◆ Extract provided ◆
———

Automation, which began in the 1970s, now affects virtually all aspects of synoptic observing, and to a lesser extent the observations from the climate and rainfall networks. Automated systems have been developed as:
An unavoidable consequence of automation has been the increased number of missing observations in the climate record. The human can improvise by using an alternative means if the primary system fails, the machine can not. The data loss at some fully automatic stations can be as high as 5%. A second consequence of automation has been the gradual replacement of one type of instrumentation by another; the Electrical Resistance Thermometer has replaced the liquid-in-glass thermometer, and the tipping bucket raingauge has replaced the 5 inch raingauge. This may have significant consequences for the user of the climate record interested in small departures from the long term average.
SAWS, ESAWS, SIESAWS and CDL
The Synoptic Automatic Weather Station (SAWS) was the first fully automated observing system deployed in any number by the Met Office. The system operated at many remotes sites and provided hourly SYNOP messages from the mid 1980s. It was later replaced by the Enhanced SAWS (ESAWS) which is capable of producing hourly climate messages (HCM) and 12-hourly national climate messages (NCM) in addition to the SYNOP. A version designed to operate in severe icing environments, SIESAWS, has been installed at a few high level locations. Climate Data Loggers (CDL) of a number of different designs have been installed at a number of sites during the 1990s; most record the main synoptic and climate parameters and there is a facility for polling the data remotely. There is a project underway to develop their use as real time observing systems.

———

◆ Extracted records ◆
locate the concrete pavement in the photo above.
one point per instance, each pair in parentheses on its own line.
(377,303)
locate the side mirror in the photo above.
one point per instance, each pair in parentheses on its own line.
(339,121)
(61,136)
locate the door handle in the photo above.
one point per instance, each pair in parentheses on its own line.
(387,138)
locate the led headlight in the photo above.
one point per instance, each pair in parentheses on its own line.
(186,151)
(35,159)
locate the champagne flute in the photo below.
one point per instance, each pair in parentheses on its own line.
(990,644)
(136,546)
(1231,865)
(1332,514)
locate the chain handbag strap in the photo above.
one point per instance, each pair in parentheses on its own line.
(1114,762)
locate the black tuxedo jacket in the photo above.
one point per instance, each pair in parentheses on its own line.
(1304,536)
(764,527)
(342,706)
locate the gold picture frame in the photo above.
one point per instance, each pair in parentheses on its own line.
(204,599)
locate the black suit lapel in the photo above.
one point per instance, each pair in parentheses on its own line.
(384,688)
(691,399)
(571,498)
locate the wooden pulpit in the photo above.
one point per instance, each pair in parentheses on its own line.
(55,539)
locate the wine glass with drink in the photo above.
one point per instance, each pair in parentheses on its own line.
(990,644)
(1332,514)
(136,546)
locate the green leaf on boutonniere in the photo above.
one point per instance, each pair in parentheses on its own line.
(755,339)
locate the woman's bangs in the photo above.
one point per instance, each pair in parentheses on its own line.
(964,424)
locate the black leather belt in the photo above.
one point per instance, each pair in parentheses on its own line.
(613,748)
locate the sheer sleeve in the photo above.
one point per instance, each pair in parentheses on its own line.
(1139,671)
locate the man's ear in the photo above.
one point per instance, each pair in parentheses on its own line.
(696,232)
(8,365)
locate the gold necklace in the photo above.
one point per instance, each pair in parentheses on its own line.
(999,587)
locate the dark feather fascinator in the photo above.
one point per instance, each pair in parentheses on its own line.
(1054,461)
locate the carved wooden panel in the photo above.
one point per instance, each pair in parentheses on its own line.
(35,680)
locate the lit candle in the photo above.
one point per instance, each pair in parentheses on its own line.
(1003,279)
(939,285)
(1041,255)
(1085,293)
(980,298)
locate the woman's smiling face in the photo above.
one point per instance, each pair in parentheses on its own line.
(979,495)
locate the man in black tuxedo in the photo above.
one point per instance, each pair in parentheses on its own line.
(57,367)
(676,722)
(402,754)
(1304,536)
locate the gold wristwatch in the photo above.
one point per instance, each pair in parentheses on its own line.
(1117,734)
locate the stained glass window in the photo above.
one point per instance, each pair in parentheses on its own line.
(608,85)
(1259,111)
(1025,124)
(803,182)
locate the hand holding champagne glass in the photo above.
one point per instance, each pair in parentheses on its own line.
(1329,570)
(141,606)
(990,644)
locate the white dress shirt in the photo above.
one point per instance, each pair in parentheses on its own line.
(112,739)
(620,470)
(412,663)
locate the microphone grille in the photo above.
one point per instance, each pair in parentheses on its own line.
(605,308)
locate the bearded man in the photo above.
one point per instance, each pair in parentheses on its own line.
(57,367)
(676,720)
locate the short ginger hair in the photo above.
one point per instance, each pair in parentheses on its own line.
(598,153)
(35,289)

———

◆ Actions to take ◆
1 - Repeat the passage on automated weather observing word for word, from "SAWS, ESAWS, SIESAWS" up to and including "time observing systems.".
2 - Write the next part of the passage on automated weather observing, starting after its last sentence.
The data here has no connection to the passage on automated weather observing.

◆ Answers in order ◆
1 -
SAWS, ESAWS, SIESAWS and CDL
The Synoptic Automatic Weather Station (SAWS) was the first fully automated observing system deployed in any number by the Met Office. The system operated at many remotes sites and provided hourly SYNOP messages from the mid 1980s. It was later replaced by the Enhanced SAWS (ESAWS) which is capable of producing hourly climate messages (HCM) and 12-hourly national climate messages (NCM) in addition to the SYNOP. A version designed to operate in severe icing environments, SIESAWS, has been installed at a few high level locations. Climate Data Loggers (CDL) of a number of different designs have been installed at a number of sites during the 1990s; most record the main synoptic and climate parameters and there is a facility for polling the data remotely. There is a project underway to develop their use as real time observing systems.

2 -
SAMOS and CODET
The Met Office has developed SAMOS (Semi Automatic Meteorological Observing System) and CODETS (Coded Observation Data Entry Transmission System) to aid the manual production of observations. Both are PC based systems which can generate the full range of messages for a synoptic station (SYNOP, NCM, SREW, HCM), the CODET system being specially designed to operate at auxiliary stations. The observer can add to or modify any part of the observation through the PC. Quality control checks are incorporated into the interface. The SAMOS system can operate in automatic mode in the following ways:
Rainfall and wind loggers
A number of rainfall and wind logging systems have been installed at Met Office stations since the 1970s. The data are recorded on magnetic medium at the site and transferred at monthly intervals to MIDAS. The SSER and MTER loggers for rainfall are covered in section 5.5 and the DALE logger for wind is covered in section 5.4. The Environment Agency operates a number of rainfall loggers, but only derived daily values from selected stations are stored in MIDAS.
The standard of time for all UK observations is GMT. This was not always the case in the early days of observing, but it is thought that any observations recorded by clock time have been entered against the correct hour GMT in the MIDAS database. The meteorological convention for midnight is 0000 hours on the new day.
All non-UK Observation times are in UTC.
WMO recommendations state that the observation should be made in as short a time as possible just prior to the nominal time of observation and that the pressure reading should be taken last at the exact hour. The UK practice since the 1960s, and possibly from an even earlier date, has differed from this recommendation in the case of real time observations for reasons connected with transmission schedules which are no longer valid. These observations are typically completed by HH-10 and transmitted before the hour is complete. This practice has continued to the present day, even where SAMOS and ESAWS automatic systems are installed, and applies not only to the SYNOP report, but also to the NCM, SREW and HCM messages. CDL systems, by contrast, record observations on the synoptic hour.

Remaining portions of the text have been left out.